Which lines in the records below include the word "jacket"? Report each of them in full.

═════ SUPPLIED MATERIAL

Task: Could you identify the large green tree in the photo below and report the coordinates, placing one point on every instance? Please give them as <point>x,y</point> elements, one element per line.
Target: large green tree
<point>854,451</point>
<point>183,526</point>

══════════
═════ SUPPLIED MATERIAL

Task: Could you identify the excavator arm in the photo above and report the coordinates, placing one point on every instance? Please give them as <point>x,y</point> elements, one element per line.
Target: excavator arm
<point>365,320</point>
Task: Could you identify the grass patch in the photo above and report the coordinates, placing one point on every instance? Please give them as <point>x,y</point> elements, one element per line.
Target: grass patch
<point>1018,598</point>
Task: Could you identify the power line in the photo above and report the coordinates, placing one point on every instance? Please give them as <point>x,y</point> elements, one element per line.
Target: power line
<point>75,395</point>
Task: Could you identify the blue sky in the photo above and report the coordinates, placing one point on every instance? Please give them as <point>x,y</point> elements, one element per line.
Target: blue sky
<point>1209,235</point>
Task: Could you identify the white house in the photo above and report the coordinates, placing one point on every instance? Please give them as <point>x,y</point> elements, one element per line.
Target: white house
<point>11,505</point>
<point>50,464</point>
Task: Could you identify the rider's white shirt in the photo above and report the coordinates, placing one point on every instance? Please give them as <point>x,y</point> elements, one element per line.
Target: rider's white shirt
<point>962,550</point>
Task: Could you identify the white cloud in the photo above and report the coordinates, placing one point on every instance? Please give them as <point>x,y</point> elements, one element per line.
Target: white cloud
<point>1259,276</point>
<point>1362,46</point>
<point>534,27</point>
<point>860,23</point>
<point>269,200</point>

══════════
═════ SUPPLIED MATERIAL

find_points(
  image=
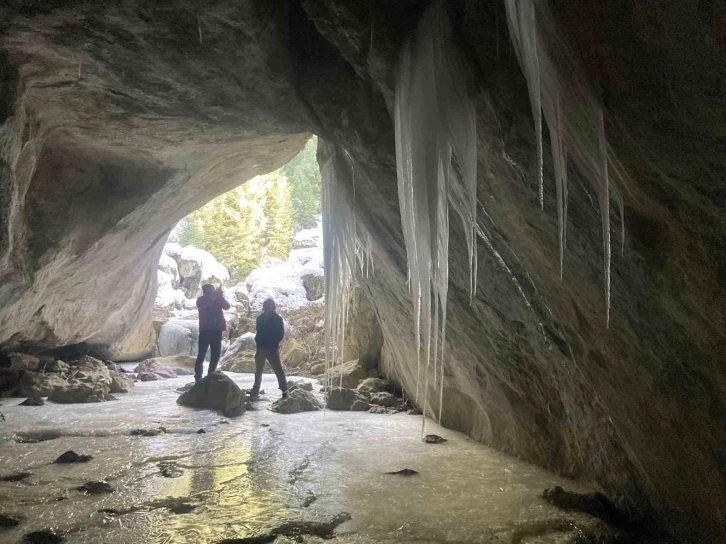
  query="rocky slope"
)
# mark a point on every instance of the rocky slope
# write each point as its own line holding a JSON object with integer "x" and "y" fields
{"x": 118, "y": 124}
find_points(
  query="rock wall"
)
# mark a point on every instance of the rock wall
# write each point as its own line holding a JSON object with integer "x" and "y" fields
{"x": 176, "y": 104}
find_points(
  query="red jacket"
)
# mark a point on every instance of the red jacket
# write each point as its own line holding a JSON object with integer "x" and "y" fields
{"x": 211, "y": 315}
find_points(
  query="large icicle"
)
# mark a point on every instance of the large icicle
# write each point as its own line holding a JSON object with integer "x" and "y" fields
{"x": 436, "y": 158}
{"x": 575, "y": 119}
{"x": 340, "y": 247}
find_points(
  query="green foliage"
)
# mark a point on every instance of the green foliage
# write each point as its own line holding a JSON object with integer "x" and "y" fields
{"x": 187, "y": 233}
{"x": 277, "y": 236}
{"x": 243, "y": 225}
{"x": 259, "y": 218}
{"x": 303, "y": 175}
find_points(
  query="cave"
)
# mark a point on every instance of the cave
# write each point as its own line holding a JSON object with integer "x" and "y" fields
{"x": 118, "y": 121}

══════════

**FINISHED EXERCISE**
  query="red jacket"
# mark a point on every instance of the red jacket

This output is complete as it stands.